= WHAT IS REQUIRED =
Count up the lines below containing the word "white", and give the result with no other words.

Extracted records:
▬▬▬▬▬▬▬▬▬▬
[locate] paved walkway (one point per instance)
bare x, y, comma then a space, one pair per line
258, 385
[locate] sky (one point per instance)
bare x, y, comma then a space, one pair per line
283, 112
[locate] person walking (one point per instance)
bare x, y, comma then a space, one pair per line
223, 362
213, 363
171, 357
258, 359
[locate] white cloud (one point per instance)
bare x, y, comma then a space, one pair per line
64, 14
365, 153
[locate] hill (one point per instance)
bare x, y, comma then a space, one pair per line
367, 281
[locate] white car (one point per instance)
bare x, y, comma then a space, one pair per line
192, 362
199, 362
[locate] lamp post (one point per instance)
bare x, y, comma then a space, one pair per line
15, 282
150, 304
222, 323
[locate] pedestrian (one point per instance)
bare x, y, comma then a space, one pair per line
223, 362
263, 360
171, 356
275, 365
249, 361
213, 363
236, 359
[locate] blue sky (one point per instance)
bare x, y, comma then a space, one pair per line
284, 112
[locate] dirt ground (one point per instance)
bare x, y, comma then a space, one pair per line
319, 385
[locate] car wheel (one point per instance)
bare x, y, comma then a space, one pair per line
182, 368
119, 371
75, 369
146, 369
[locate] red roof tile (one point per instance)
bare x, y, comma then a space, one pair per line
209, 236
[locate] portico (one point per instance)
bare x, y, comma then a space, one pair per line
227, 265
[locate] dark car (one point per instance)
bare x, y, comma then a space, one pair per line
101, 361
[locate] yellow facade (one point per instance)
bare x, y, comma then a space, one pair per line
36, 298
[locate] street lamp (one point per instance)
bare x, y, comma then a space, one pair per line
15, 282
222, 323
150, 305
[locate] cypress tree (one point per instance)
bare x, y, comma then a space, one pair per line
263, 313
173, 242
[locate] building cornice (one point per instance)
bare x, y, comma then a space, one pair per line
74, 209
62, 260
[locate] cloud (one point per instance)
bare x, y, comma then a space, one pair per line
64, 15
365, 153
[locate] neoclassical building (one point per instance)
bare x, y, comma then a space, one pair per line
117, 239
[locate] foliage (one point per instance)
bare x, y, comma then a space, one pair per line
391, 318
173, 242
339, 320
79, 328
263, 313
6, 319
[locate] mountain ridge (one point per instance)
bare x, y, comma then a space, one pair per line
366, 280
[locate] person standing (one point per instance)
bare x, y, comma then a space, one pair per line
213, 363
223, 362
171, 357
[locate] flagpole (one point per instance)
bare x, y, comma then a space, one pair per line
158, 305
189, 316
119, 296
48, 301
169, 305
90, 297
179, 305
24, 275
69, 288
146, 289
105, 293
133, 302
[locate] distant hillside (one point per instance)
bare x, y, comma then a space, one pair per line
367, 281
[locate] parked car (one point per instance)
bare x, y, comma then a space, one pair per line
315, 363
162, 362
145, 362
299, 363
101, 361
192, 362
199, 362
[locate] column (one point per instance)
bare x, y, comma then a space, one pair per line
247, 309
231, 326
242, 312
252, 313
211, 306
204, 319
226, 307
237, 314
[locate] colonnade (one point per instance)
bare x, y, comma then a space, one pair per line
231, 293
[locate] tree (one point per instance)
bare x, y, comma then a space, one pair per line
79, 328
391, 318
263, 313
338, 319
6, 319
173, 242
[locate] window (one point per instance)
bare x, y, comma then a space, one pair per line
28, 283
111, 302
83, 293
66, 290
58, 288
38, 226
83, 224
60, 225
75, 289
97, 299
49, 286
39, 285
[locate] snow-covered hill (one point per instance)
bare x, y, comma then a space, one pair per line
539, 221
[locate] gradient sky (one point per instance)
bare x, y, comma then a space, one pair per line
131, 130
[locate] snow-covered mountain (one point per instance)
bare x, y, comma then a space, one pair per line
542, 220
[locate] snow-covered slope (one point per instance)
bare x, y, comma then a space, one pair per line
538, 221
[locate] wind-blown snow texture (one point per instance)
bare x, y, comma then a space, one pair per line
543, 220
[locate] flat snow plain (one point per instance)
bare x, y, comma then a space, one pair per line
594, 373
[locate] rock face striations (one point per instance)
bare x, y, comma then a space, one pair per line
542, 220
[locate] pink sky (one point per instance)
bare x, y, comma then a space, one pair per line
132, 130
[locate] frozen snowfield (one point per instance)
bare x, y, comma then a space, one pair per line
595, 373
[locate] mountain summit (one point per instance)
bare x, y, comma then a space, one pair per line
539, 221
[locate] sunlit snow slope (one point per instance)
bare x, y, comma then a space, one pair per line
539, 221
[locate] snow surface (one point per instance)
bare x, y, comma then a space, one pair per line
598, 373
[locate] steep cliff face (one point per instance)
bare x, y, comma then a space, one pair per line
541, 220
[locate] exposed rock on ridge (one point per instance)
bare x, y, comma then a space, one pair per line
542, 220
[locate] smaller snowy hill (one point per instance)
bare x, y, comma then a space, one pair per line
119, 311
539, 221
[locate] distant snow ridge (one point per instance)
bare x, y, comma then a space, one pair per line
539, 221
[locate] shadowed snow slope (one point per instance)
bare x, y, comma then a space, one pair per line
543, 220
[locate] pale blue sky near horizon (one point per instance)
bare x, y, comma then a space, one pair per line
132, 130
▬▬▬▬▬▬▬▬▬▬
= SOLUTION TO THIS TASK =
2